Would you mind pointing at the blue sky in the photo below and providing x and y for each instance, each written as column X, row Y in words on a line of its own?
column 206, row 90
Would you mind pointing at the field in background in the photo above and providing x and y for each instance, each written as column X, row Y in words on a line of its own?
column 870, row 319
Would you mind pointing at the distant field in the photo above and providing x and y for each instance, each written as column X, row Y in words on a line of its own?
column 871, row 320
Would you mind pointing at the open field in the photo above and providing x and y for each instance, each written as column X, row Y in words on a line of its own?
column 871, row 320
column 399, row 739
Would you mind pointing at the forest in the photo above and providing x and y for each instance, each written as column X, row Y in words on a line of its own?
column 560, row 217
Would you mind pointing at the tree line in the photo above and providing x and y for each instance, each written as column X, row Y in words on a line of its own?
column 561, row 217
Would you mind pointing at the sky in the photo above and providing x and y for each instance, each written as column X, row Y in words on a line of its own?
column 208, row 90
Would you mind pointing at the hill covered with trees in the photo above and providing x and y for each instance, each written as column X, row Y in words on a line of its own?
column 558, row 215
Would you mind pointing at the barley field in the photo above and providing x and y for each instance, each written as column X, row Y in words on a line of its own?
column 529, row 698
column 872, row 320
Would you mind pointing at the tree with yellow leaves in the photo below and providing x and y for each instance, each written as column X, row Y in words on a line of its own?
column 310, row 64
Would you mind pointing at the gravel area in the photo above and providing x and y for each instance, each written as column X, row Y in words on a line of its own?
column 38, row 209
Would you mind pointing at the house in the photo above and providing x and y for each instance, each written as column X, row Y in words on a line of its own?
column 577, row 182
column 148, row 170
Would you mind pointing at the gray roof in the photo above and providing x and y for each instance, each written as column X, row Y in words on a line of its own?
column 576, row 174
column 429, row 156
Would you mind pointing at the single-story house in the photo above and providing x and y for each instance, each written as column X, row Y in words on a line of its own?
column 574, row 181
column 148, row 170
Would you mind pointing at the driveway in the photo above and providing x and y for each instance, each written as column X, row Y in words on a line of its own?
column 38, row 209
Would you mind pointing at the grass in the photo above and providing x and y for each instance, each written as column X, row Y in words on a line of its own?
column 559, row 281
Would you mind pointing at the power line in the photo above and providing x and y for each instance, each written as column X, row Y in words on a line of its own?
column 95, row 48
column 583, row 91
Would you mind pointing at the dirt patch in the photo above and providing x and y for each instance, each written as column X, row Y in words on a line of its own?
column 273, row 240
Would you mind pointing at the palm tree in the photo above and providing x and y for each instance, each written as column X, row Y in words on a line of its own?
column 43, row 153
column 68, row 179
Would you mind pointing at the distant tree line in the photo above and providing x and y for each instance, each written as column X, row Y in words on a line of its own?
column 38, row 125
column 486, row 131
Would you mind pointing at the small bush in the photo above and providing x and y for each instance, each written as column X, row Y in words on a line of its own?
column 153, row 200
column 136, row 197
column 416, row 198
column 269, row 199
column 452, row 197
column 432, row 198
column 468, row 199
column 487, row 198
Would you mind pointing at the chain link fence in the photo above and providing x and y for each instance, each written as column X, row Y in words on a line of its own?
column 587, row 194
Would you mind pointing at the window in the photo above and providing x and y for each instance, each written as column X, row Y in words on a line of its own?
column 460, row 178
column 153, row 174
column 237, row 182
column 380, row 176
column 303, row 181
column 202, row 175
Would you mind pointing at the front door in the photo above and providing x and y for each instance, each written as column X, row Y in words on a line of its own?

### Aufgabenstellung
Gib das gesamte Material oben als JSON-Liste von Zeichenketten wieder, mit einem Eintrag pro Zeile. Leerzeilen lässt du weg.

### Musterlösung
[
  "Would you mind pointing at the blue sky in the photo below and providing x and y for each instance, each written as column X, row Y in words on a line of its own?",
  "column 206, row 90",
  "Would you mind pointing at the field in background in the photo above and providing x and y for each instance, each written as column X, row Y in words on a line of its own?",
  "column 870, row 319",
  "Would you mind pointing at the distant field in the photo above and providing x and y for each instance, each written as column X, row Y in words on a line of its own?",
  "column 871, row 320",
  "Would you mind pointing at the open field in the photo above and providing x and y for each instance, each written as column X, row Y in words on a line of its own?",
  "column 871, row 320",
  "column 399, row 739",
  "Would you mind pointing at the forest in the photo above and providing x and y for each instance, each written as column X, row Y in words on a line of its own?",
  "column 560, row 217",
  "Would you mind pointing at the tree line in the photo above and providing x and y for each instance, each written as column X, row Y in words on a line of its own?",
  "column 561, row 217",
  "Would you mind pointing at the sky in the photo above and providing x and y for each instance, each written as column X, row Y in words on a line of its own?",
  "column 208, row 90",
  "Would you mind pointing at the hill covered with trees in the photo above and providing x and y for each instance, each written as column X, row Y in words on a line of its own?",
  "column 558, row 215",
  "Would you mind pointing at the barley field in the photo above and providing x and y for each instance, each written as column X, row Y in words on a line of its own?",
  "column 529, row 698",
  "column 872, row 320",
  "Would you mind pointing at the tree with yellow leaves in the photo below and providing x and y for each instance, each written as column X, row Y in words on a line of its own?",
  "column 310, row 64",
  "Would you mind pointing at the gravel area in the photo above and providing x and y for each instance, each written as column X, row Y in words on a line of its own?",
  "column 38, row 209",
  "Would you mind pointing at the house in the photo above and providing x and y for each instance, each written as column X, row Y in words on a line of its own?",
  "column 577, row 182",
  "column 148, row 170",
  "Would you mind pointing at the gray roof in the photo above and providing x and y for each instance, each written as column X, row Y in words on a line of its own?",
  "column 576, row 174",
  "column 429, row 156",
  "Would you mind pointing at the single-story house in the photo above and providing x and y for each instance, each written as column X, row Y in words on a line of its own?",
  "column 574, row 181",
  "column 148, row 170",
  "Would you mind pointing at the driveway in the photo above and providing x and y for each instance, each written as column X, row Y in words on a line of its own?",
  "column 38, row 209",
  "Would you mind pointing at the grass in the photo above and providing x and y for each instance, each written as column X, row Y in words on a line of its own?",
  "column 559, row 281",
  "Would you mind pointing at the power line in the photo above and providing x and y for each instance, each written as column X, row Y in words on a line of its own?",
  "column 95, row 48",
  "column 583, row 91",
  "Would you mind pointing at the dirt patch in the photo above and providing x and y for each instance, each written as column X, row Y in words on a line of its own?",
  "column 273, row 240",
  "Would you mind pointing at the palm tree in the photo above and providing x and y for each instance, each written as column X, row Y in words on a line of its own?",
  "column 43, row 153",
  "column 68, row 179",
  "Would you mind pointing at the distant tree line in the photo above and providing x and y for each instance, each written as column X, row Y in words on a line of its own?",
  "column 38, row 125",
  "column 486, row 131",
  "Would you mind pointing at the small bush in the photo above and providing x and y for each instance, each written as column X, row Y in words on a line of its own?",
  "column 153, row 200",
  "column 136, row 197",
  "column 416, row 198",
  "column 269, row 199",
  "column 452, row 197",
  "column 432, row 198",
  "column 468, row 199",
  "column 487, row 198",
  "Would you mind pointing at the chain link fence in the photo above and providing x and y for each instance, each written as column X, row Y in words on a line of its own?",
  "column 587, row 194",
  "Would you mind pointing at the window in the photo above and providing x and y for each instance, each written as column X, row Y in words on a line of its own?",
  "column 460, row 178",
  "column 153, row 174",
  "column 237, row 182",
  "column 380, row 176",
  "column 303, row 181",
  "column 202, row 175",
  "Would you mind pointing at the front door in the photo above and providing x and y for each instance, each written as column X, row Y in words on a line of its own?"
]